**SOURCE DATA**

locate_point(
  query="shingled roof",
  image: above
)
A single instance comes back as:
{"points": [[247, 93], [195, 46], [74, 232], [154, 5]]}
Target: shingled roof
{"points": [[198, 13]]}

**EXERCISE BRIEF**
From the first line to the last, please write out the entries exactly.

**RESULT**
locate_point(
  query="shingled roof",
  image: above
)
A single instance comes back as:
{"points": [[247, 93], [195, 46], [74, 232], [154, 5]]}
Target: shingled roof
{"points": [[198, 13]]}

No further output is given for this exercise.